— Exercise details —
Please set down, exactly as written, the line containing "TARGET = woman" and every line after it through the end of the records.

— Collection entries —
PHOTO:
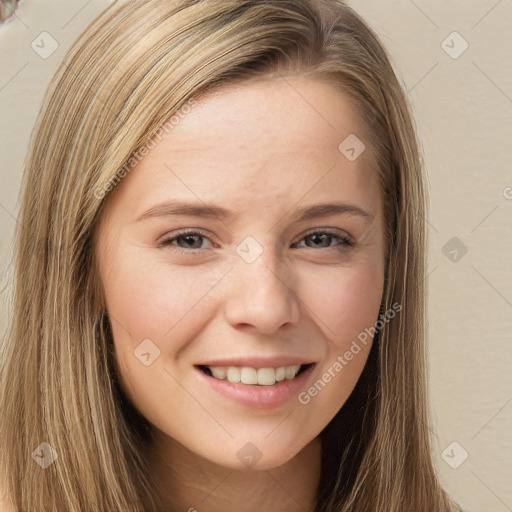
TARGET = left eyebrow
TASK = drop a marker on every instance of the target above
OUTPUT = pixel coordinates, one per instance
(211, 211)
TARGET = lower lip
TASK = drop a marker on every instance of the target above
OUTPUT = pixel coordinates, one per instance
(260, 396)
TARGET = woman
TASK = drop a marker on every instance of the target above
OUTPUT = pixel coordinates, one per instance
(265, 367)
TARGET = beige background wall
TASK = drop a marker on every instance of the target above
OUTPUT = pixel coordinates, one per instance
(462, 101)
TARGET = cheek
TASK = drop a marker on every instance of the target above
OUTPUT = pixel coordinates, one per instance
(149, 300)
(346, 301)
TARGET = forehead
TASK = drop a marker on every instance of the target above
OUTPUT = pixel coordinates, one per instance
(254, 144)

— Exercise response —
TARGET = woman
TASK = drop a marker on every instance of the target above
OUTPUT = pixel coordinates, one per instance
(265, 367)
TARGET = beige background wall
TASK = drop a marker on every instance of the target above
OUTPUT = pixel coordinates, one per instance
(462, 101)
TARGET = cheek
TASK = drop a marker on every instance of the target above
OUTPUT = pixel coordinates, one per instance
(149, 300)
(346, 301)
TARGET = forehead
TASK = drop a marker on every instance of the target above
OUTPUT = pixel coordinates, one per instance
(254, 144)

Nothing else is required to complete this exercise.